Exercise requirements >>
Make an exact copy of all the records.

Supplied data >>
-=-=-
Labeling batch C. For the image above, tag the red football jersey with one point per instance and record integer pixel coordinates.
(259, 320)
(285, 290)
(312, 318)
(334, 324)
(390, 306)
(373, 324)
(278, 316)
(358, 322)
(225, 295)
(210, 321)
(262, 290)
-=-=-
Task result >>
Labeling batch C. For the image above, tag the red football jersey with one point per instance and record integer pixel coordinates.
(259, 320)
(285, 290)
(312, 318)
(334, 324)
(390, 306)
(373, 324)
(278, 316)
(358, 322)
(225, 295)
(210, 321)
(262, 290)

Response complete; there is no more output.